__Requirements__.
Rewrite all of the records below with "photograph" swapped for "image" and everything else left as it is. Leave the pictures out of your answer.

## begin Provided records

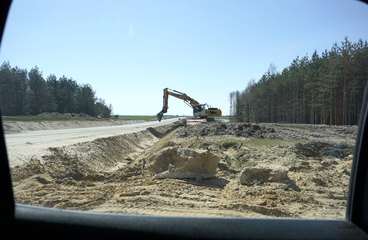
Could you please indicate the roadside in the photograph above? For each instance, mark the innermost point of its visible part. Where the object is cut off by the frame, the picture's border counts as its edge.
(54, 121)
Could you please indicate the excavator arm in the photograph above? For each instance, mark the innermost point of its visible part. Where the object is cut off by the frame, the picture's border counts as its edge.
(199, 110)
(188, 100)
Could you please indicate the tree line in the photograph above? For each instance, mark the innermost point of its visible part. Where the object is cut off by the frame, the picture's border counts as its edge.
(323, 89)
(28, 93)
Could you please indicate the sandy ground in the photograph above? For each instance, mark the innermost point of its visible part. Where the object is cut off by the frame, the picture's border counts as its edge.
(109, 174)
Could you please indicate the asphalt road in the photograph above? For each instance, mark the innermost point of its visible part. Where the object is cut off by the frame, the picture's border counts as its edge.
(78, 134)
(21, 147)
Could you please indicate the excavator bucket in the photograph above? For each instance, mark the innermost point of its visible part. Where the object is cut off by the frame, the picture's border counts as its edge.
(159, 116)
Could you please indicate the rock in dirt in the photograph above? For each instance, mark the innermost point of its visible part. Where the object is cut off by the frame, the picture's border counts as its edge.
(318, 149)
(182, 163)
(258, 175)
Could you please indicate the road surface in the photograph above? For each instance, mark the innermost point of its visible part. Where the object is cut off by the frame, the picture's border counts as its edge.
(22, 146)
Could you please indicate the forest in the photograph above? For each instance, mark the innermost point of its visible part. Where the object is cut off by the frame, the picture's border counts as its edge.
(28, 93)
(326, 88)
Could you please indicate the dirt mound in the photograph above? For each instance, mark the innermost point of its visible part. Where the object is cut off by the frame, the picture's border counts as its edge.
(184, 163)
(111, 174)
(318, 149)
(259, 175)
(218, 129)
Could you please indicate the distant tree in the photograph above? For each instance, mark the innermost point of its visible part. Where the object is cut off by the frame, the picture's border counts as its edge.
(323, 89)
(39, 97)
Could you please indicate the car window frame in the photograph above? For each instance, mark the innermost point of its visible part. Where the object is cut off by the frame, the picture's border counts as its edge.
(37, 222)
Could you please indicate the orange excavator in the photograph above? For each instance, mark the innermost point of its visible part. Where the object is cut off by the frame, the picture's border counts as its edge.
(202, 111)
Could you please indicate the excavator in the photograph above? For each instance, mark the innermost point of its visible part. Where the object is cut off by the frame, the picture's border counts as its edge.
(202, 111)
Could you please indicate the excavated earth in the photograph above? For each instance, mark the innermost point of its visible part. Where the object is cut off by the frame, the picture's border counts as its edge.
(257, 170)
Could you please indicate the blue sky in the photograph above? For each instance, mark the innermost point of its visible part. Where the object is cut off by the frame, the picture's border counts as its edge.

## end Provided records

__Exercise output__.
Could you please indicate the roadside in the image above? For each instance, mark the innermost point of its visible part. Where the object is cut off by the frame, the picture's border counts as its edge.
(54, 121)
Could you please indicate the excavator arm in the image above? For each instance, mark the innermost point of its visible part. Where the object is cut off by the frame, the picture's border counts as its edge.
(199, 110)
(188, 100)
Could you please indicate the tree line in the image above? For each instance, mark the innermost point of its visible part. Where the object is cut off by the frame, the picture's border counts as its edge.
(323, 89)
(28, 93)
Could you please indicate the sandy ground in the image above? For each instance, mark the innermost point of its visible part. Where the object is cut off by the frame, the picture's border counts as its edge.
(109, 174)
Could you please indicate the asphalt road in the image above? For each instance, mark the innermost point of its visible part. Where the object is cut off by the frame, the picture's border counts as its edge.
(78, 134)
(21, 147)
Could you please indicate the excavator bucket in the image above? For each instance, mark the innermost point of its visible part. Where the object is cut off by the frame, the picture's border counts as its edge.
(159, 116)
Could you please indicate the rock in dirt in the image above? For each instance, mark the innermost point of its visible part. Where the object is cut off by the frame, the picture's border counts as its edge.
(318, 149)
(182, 163)
(258, 175)
Could you please indicate the road surface in the image above? For each instance, mark the innermost point of its visible part. Where the object is cut off by the frame, the picture's border counts as its edge.
(22, 146)
Could you please indicate the forest in the image above? For each instance, mark the innermost point of its visible part. Where the object is cut off by the frame, the picture's border counts as its edge.
(28, 93)
(326, 88)
Could you please indicate the dirt mound in the image above? For each instance, mark the innermost point of its visible part. Where the object is cut off by the frame, the picture's border counts as its edge.
(184, 163)
(111, 174)
(318, 149)
(259, 175)
(218, 129)
Could you please indicate the distant tree in the image above? For each instance, mark the innermost point of its visible part. Where the object is cut off by the frame, the picture's border counts as its edge.
(323, 89)
(39, 97)
Could you please indicate the car window frame in the image above? For each instance, mark the innermost point of its visible part. Where the object is cut off by the frame, the picture's border counts as its edge.
(37, 222)
Could you please indicate the orange excavator in the image above? For each instance, mark the innermost point of its visible part. Where the object is cut off by the frame, the picture's border counts as its edge.
(202, 111)
Could you please indicate the excavator in the image above? For each instance, mark the innermost point of its visible part. Where the object is cut off by the frame, the picture's border counts as its edge.
(202, 111)
Could you please indicate the excavated earth in the image above? For each instance, mark the innermost point of its visible part. Where the object is cut off by the frame, the picture's border counts as its edge.
(257, 170)
Could you please indicate the blue sky in the image above? For each instance, mark the innermost point of its visible part. Where the object is cut off by the frame, the picture's border counts as its edge.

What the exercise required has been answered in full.